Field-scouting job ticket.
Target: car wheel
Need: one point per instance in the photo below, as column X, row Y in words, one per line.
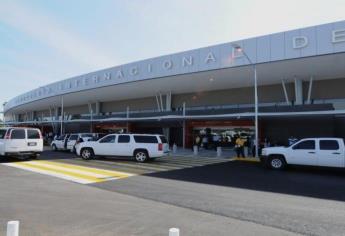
column 141, row 156
column 277, row 163
column 87, row 153
column 35, row 156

# [HOW TO COMPLETE THIS TASK]
Nothing but an exact copy of the data, without its images, should make up your answer.

# [TASK RESULT]
Field-scouting job ticket.
Target: car wheel
Need: one point per instance in the photo below, as column X, row Y in words, one per line.
column 141, row 156
column 277, row 163
column 87, row 153
column 35, row 156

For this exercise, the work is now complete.